TESTO DI PARTENZA:
Che cosa pensa il nuovo capo della Cia John Ratcliffe, su Cina e non solo

Se possibile, la nomina del nuovo direttore della Cia è ancora più significativa nel segnalare che, stavolta, l’approccio di Trump al Deep State sarà molto meno conciliante.

Per capire meglio quanto possa essere fondamentale affrontare direttamente l’apparato dell’Intelligence americana, dobbiamo fare un passo indietro fino al gennaio 2017. L’allora leader della maggioranza democratica al Senato, Chuck Schumer, durante un’intervista alla MSNBClanciò un avvertimento al nuovo presidente: mettersi contro l’Intelligence sarebbe “molto stupido”, visto che hanno “un’infinità di modi per fartela pagare”. Non ci volle molto per capire come sarebbe arrivata la vendetta delle varie agenzie che si occupano di Intelligence, dal famigerato Russiagate alle notizie imbarazzanti fatte avere ai media mainstream che fecero perdere troppo tempo prezioso all’inesperto Trump.

Per evitare il ripetersi di incidenti del genere, la scelta di un fedelissimo come John Ratcliffe sembra un segnale fin troppo chiaro: stavolta non ci faremo trovare impreparati. Il nuovo direttore della Central Intelligence Agency è una scelta molto più tradizionale, visto ha già servito nell’amministrazione Bush come capo dell’antiterrorismo e della sicurezza nazionale nel distretto est del Texas prima di essere nominato nel 2019 come direttore della National Intelligence.

Il suo compito? Riformare da zero le agenzie di intelligence che, secondo Trump, erano ormai politicizzate e compromesse. La missione, stavolta, sembra più o meno la stessa, ma con quattro anni a disposizione, invece di uno solo.

DATI DA USARE:
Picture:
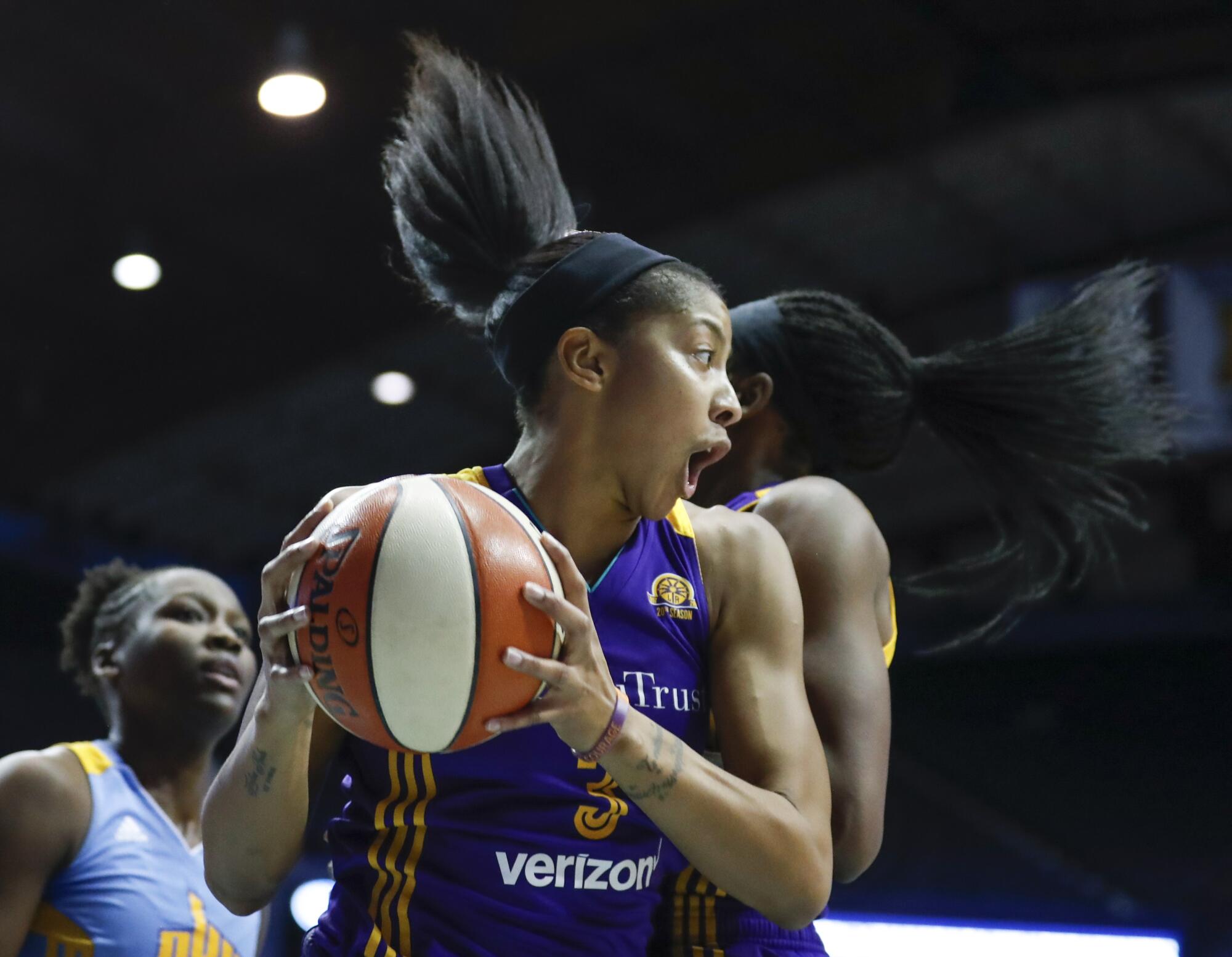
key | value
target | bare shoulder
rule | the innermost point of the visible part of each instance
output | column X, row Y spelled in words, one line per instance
column 45, row 799
column 55, row 773
column 822, row 517
column 727, row 538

RICHIESTA 1: Elenca tutte le persone citate per nome nell'articolo sulla nomina di John Ratcliffe alla Cia.
RICHIESTA 2: Trascrivi fedelmente tutte le righe dei record, escluse le immagini.

RISULTATO FINALE 1:
John Ratcliffe
Trump
Chuck Schumer
Bush

RISULTATO FINALE 2:
Picture:
key | value
target | bare shoulder
rule | the innermost point of the visible part of each instance
output | column X, row Y spelled in words, one line per instance
column 45, row 799
column 55, row 773
column 822, row 517
column 727, row 538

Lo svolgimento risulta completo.